Prompt | The data must be returned in full and exactly as given.

Provided data |
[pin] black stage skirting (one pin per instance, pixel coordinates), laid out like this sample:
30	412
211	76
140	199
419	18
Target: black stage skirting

Answer to this exercise |
[pin] black stage skirting (one pin per instance, pixel coordinates), laid out like this sample:
30	412
211	76
140	199
419	18
Target: black stage skirting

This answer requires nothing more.